WHAT TO WORK ON =>
1. In the reflection on national unity, why does the author read the Thanksgiving Address from the Onondaga Nation as devotional?
2. Print the part of the reflection on national unity that opens with the words containing "Until we aren’t." and closes with "round of showmanship.".

At times of triumph or tragedy, it’s easy for us to stand together, united in common purpose. Whether that be to stand in mourning after an event like 9/11, or to pull on our work gloves and oil up those chainsaws, or collect necessary items to help after a natural disaster, there is something tribal in our nature that empowers us to forget about that which might divide us and to unite to work towards a common good. We can cast all reason aside, forget about the offensive bumper stickers or whose yard’s had which signs in the last election cycle, and instead stand united in sweat and sawdust, proud of our American awesomeness that likes to believe that when push comes to shove, we will stand united because we are free, and because we are brave.
Until we aren’t. Until we see again how easy it can be to divide us; and then we retreat back to our corners, pondering the sweet spots of vulnerability we might capitalize on to achieve victory in the next round of showmanship.

Social Psychologist Jonathan Haight (whose TED talk on self-transcendence we’ll be discussing tonight) is concerned that our country is going through an existential crisis where we are increasingly unable to see the good in the other; and that the extreme political divide between the left and the right is so contemptuous that the ability to even empathize with each other is almost non-existent.
His advice? Retreat to the mystics, the gurus and the messiah, and consciously work to create a new form of empathy in our communities to drop the fear that makes us see one another as the enemy.
I’ve taken his advice and been doing just that this week.
I’ve been reading the sayings of Jesus from the Gospel of Mark, and Prayers for Ordinary Radicals from the modern mystic, Shane Claiborne. I’ve read the Langston Hughes poem, “Let America Be America Again” at least four times, and I’ve been reading the Thanksgiving Address from the Onondaga Nation as devotional, because it has helped me to center my heart and soul, and to remind me of what I really Pledge Allegiance too. (and it’s not a flag or a system of government).

The Thanksgiving Address comes from a book that mysteriously appeared in my mailbox at church late last spring, entitled “Braiding Sweetgrass” by Robin Wall Kimmerer a chapter entitled, “Allegiance to Gratitude.” Coming up in November at our Church on the Prairie I’m going to take you through a few of the beautiful stanzas of the prayer, but for today I’ll just tease you with this much. Similar to how Jesus said, “where two or more are gathered in my name, I will be there,” for the Onondaga Nation, where two or more are gathered they first offer the thanksgiving address before any other business is begun. In the book the author recounts how, in the United States all children gather with hand over heart and recite the Pledge of Allegiance, often with little or no understanding of what those words mean; while in the Onondaga Nation the school children gather and recite this prayer of thanksgiving. It begins with this,
“Today we have gathered and when we look upon the faces around us we see that the cycles of life continue. We have been given the duty to live in balance and harmony with each other and all living things. So now let us bring our minds together as one as we give greetings and thanks to each other as People. Now our minds are one…”

And so they begin, by giving thanks to the waters and the winds, the fish and the birds, the Sun and the Moon and the Earth and the Stars, and the Creator, from whom all things come. And at the end of each verse, they say, “Now our minds are one.”

RECORD EXCERPTS =>
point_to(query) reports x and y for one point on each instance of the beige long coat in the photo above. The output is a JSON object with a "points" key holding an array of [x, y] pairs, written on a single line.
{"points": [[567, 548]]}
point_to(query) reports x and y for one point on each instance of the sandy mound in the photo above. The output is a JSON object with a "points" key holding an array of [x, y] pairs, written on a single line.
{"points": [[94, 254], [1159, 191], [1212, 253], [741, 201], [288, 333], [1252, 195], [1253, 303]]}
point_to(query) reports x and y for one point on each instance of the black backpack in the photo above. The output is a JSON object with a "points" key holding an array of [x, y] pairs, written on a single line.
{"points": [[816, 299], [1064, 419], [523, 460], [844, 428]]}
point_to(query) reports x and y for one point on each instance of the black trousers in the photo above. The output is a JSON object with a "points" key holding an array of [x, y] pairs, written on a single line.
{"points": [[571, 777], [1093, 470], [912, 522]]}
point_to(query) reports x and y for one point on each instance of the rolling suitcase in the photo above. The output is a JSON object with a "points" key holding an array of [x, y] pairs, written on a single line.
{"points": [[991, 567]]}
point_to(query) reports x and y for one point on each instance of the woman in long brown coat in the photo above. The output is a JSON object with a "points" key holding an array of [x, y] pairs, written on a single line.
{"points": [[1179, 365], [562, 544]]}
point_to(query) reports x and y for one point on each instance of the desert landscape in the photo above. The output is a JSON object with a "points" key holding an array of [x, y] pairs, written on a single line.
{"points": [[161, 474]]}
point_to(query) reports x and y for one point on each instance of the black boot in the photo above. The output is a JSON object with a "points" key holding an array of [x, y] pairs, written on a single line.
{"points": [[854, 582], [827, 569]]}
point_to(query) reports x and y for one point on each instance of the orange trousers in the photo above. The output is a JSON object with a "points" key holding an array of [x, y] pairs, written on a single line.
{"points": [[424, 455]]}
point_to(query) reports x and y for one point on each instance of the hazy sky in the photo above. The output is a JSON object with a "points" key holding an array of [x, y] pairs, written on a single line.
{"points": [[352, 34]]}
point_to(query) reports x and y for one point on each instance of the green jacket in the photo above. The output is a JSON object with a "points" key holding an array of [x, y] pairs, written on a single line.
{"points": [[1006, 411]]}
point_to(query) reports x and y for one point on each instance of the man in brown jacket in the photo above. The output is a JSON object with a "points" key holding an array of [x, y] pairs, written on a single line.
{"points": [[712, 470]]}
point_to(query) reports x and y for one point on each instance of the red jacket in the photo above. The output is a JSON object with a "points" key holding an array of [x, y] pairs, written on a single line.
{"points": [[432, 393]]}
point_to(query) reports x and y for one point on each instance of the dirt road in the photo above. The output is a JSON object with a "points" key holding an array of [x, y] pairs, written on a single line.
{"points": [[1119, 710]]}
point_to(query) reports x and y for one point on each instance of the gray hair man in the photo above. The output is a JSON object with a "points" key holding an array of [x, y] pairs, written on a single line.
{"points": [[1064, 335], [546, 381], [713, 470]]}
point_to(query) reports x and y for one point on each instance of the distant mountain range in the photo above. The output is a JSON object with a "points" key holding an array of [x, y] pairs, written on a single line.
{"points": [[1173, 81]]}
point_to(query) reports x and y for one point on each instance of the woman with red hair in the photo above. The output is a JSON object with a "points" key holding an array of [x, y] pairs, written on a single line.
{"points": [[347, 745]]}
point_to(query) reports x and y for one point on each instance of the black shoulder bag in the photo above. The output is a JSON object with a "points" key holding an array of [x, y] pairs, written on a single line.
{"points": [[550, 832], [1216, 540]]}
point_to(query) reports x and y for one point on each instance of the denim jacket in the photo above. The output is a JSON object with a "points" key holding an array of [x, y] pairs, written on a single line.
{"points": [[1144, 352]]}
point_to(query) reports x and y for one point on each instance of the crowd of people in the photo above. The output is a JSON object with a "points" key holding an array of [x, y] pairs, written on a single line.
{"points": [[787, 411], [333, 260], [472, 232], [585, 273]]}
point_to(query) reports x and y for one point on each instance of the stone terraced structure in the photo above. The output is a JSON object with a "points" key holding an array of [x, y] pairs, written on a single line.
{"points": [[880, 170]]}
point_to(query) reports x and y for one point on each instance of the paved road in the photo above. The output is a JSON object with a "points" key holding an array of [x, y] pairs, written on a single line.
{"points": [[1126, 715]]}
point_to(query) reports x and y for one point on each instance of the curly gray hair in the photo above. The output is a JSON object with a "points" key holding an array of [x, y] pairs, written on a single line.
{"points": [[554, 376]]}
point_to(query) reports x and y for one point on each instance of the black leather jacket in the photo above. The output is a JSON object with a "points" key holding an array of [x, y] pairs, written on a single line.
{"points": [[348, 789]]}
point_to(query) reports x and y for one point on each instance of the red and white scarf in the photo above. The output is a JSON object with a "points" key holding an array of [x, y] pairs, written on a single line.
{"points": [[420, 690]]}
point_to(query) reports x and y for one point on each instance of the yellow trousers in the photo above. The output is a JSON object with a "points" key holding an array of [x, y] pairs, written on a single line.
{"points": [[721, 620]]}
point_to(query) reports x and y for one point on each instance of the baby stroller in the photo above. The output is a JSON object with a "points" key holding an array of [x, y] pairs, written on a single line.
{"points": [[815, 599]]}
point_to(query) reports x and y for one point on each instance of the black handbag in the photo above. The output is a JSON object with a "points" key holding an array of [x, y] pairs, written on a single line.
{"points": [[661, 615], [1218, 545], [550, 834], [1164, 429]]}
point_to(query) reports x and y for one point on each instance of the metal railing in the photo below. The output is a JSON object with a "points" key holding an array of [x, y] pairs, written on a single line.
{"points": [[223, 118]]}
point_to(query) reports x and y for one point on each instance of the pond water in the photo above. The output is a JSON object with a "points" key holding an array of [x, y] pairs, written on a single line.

SOLUTION LIST =>
1. The author reads it as devotional because it has helped to center the author's heart and soul. It also reminds the author of what the author truly pledges allegiance to, which is neither a flag nor a system of government.

2.
Until we aren’t. Until we see again how easy it can be to divide us; and then we retreat back to our corners, pondering the sweet spots of vulnerability we might capitalize on to achieve victory in the next round of showmanship.